(Image outline annotation entries)
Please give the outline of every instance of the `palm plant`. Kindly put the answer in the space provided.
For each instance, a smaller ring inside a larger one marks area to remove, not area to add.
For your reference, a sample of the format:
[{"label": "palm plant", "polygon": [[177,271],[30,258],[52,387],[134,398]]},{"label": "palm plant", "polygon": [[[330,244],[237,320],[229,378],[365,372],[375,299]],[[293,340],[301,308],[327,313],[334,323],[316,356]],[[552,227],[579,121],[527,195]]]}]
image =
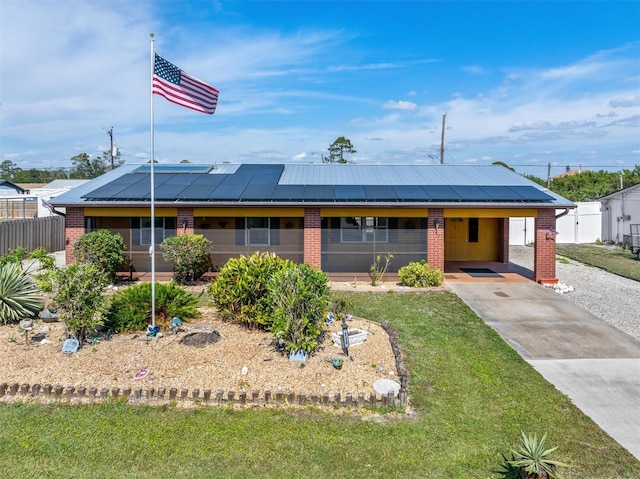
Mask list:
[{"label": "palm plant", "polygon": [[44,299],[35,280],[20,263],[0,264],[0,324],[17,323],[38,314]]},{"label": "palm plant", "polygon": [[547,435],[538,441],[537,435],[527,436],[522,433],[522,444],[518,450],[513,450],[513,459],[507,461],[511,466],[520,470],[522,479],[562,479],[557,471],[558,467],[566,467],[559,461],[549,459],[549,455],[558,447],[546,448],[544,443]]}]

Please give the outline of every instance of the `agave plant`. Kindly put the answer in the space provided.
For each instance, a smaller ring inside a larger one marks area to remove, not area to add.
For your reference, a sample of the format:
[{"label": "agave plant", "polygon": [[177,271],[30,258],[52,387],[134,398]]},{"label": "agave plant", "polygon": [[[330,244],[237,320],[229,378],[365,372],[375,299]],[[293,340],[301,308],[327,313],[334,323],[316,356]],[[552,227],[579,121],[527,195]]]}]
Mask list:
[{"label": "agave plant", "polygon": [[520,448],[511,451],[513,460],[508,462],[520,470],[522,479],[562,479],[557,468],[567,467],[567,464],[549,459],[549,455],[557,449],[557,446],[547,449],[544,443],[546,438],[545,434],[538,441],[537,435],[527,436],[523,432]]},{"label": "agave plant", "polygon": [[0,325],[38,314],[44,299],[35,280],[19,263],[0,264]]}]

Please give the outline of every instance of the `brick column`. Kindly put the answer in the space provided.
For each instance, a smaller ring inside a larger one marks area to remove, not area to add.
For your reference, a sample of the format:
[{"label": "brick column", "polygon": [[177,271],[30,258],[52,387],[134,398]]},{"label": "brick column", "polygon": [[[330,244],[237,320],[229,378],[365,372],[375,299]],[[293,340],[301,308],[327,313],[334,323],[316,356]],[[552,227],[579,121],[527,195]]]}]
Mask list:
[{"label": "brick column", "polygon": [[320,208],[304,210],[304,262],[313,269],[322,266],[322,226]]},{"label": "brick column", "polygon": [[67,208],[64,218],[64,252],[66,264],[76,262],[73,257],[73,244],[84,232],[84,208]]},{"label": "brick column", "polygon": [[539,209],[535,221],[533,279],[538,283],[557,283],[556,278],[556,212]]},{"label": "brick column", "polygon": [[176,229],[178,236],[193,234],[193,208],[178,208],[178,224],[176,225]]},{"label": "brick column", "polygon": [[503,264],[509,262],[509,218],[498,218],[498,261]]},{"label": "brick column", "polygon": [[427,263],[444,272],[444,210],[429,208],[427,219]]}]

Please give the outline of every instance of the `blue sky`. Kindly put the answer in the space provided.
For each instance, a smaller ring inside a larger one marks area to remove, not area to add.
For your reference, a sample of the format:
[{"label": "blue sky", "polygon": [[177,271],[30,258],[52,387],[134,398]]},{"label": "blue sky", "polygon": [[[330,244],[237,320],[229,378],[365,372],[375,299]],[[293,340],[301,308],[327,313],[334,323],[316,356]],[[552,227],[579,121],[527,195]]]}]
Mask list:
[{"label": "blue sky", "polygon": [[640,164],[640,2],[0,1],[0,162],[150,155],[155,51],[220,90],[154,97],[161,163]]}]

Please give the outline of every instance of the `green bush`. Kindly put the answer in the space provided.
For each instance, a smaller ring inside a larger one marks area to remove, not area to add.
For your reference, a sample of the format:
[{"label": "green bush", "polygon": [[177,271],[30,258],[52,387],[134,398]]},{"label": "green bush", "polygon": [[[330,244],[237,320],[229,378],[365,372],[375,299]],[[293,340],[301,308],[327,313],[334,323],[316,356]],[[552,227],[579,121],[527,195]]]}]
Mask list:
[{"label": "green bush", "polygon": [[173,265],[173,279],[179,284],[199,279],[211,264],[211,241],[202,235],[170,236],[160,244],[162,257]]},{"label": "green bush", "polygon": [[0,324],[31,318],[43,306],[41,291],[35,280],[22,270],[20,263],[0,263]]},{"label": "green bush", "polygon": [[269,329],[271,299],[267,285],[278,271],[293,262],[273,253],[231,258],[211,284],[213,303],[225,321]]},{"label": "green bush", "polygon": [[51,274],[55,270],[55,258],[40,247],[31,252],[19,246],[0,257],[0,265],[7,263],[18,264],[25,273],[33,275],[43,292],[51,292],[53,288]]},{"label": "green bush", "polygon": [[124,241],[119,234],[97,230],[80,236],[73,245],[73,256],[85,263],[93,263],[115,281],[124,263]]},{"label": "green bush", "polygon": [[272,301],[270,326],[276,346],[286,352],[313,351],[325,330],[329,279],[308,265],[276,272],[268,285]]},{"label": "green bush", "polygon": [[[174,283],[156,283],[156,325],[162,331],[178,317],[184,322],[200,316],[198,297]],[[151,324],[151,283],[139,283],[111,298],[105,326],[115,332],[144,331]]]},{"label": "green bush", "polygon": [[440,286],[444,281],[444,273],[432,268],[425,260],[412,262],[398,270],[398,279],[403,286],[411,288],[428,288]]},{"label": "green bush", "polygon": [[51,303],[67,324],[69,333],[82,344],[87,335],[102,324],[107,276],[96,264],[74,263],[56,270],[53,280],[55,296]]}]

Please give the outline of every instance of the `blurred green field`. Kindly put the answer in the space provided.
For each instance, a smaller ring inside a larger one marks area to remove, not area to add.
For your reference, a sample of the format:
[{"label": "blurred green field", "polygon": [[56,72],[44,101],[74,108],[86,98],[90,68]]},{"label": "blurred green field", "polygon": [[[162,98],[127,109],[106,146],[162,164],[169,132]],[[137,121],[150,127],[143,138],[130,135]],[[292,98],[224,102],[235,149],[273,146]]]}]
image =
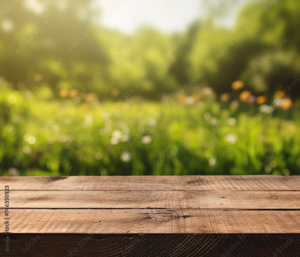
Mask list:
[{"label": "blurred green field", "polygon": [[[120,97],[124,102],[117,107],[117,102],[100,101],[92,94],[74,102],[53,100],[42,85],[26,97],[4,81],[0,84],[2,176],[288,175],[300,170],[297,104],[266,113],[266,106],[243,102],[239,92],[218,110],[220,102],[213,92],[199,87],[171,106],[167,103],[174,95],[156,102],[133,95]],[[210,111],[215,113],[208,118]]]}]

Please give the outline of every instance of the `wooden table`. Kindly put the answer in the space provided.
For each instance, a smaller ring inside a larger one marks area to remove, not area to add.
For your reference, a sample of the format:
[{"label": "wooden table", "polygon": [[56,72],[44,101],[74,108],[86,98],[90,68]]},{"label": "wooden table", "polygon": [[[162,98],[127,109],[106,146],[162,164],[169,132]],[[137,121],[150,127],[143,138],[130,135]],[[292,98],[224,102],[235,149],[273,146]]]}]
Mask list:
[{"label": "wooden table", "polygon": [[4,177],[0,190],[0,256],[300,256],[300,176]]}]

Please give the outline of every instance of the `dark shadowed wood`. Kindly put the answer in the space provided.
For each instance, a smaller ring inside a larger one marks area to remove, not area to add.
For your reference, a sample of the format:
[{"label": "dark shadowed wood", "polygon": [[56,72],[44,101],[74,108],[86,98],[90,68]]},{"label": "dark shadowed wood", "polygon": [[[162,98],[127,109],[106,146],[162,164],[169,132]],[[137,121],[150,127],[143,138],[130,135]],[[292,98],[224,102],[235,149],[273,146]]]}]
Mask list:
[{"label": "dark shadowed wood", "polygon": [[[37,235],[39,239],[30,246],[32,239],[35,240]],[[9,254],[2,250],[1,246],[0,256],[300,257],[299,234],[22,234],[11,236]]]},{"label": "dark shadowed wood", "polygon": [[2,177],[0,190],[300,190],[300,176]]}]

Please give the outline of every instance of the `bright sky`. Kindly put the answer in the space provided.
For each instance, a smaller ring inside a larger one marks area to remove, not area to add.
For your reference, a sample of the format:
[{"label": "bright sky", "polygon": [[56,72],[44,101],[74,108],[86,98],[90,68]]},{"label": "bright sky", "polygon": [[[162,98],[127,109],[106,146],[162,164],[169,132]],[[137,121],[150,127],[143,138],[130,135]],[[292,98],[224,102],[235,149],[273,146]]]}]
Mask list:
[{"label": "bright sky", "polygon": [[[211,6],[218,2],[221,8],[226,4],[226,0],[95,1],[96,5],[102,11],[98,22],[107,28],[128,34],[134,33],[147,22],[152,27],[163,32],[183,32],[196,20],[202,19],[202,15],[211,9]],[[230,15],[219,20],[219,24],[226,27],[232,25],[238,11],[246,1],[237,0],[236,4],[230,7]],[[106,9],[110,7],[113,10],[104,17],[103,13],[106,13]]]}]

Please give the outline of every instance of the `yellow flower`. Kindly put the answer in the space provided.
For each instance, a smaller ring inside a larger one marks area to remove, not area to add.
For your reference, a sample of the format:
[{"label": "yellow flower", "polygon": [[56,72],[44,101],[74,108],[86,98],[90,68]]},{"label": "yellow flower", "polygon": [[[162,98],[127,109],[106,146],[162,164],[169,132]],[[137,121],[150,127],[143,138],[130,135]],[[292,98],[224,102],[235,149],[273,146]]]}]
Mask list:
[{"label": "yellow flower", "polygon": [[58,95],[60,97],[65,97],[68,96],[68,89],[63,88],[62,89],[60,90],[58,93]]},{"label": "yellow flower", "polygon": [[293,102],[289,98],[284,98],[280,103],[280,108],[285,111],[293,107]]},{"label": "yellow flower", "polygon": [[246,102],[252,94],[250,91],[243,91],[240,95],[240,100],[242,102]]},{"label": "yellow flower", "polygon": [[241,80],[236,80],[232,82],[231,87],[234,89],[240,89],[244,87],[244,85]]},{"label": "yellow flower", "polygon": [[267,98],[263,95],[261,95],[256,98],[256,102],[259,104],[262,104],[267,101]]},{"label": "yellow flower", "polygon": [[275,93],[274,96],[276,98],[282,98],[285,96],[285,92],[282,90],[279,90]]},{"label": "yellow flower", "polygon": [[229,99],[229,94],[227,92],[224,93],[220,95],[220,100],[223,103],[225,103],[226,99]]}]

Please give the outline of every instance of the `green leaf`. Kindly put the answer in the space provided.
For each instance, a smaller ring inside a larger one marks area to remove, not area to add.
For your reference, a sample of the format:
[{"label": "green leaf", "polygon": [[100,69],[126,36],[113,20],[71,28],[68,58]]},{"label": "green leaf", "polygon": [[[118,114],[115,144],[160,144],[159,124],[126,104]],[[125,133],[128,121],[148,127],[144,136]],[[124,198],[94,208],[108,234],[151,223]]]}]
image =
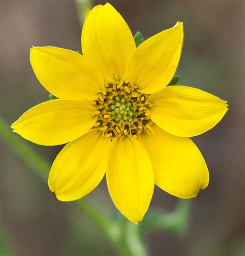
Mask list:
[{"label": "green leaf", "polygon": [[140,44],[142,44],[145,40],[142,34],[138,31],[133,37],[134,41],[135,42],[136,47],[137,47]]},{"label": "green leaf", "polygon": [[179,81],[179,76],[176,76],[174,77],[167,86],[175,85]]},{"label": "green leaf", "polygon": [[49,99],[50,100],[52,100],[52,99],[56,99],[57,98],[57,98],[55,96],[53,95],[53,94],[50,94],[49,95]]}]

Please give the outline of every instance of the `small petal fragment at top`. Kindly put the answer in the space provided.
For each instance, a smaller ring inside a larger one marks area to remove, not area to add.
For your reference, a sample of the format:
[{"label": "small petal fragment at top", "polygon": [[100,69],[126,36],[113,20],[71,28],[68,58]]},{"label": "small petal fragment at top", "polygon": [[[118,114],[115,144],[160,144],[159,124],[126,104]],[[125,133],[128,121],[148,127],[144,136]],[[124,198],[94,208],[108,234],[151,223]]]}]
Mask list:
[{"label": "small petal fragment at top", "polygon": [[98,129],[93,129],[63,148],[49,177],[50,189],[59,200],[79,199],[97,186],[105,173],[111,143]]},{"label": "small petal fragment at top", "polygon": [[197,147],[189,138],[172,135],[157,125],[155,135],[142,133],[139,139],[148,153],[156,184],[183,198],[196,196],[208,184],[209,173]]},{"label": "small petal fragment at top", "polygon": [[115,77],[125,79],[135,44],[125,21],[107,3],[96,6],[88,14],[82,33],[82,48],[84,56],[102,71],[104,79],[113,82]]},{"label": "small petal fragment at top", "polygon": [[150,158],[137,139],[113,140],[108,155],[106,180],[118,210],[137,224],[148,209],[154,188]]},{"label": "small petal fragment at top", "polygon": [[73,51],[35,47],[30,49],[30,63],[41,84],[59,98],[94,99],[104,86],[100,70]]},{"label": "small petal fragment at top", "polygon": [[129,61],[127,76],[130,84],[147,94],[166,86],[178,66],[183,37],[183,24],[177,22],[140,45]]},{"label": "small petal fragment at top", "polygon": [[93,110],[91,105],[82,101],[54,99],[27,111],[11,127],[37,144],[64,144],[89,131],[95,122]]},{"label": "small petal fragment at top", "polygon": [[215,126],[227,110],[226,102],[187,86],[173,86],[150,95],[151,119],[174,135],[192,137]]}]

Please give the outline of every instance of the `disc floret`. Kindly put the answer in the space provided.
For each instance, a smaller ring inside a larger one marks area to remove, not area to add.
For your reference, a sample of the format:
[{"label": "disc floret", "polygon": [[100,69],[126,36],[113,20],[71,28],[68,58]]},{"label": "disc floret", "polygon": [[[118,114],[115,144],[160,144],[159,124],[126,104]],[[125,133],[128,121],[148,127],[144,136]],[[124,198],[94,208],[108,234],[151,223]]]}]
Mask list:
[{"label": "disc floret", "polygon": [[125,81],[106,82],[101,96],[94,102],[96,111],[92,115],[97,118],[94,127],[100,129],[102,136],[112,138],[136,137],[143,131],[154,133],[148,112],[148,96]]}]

## INSTRUCTION
Identify every line of the listing above that contains the string "column", and copy each one in full. Case counts.

## THE OUTPUT
Please give the outline of every instance of the `brick column`. Kindly put the answer in the space provided.
[{"label": "brick column", "polygon": [[177,271],[30,258],[52,387],[134,398]]},{"label": "brick column", "polygon": [[[330,244],[237,320],[229,378],[365,372],[375,299]],[[293,340],[301,308],[327,313],[334,323],[316,356]],[[552,227],[579,121],[527,195]]]}]
[{"label": "brick column", "polygon": [[320,208],[304,210],[304,262],[313,269],[322,266],[322,226]]},{"label": "brick column", "polygon": [[67,208],[64,218],[64,252],[66,264],[76,262],[73,257],[73,244],[84,232],[84,208]]},{"label": "brick column", "polygon": [[539,209],[535,221],[533,279],[538,283],[557,283],[556,278],[556,212]]},{"label": "brick column", "polygon": [[176,229],[178,236],[193,234],[193,208],[178,208],[178,224],[176,225]]},{"label": "brick column", "polygon": [[503,264],[509,262],[509,218],[498,218],[498,261]]},{"label": "brick column", "polygon": [[427,263],[444,272],[444,210],[429,208],[427,219]]}]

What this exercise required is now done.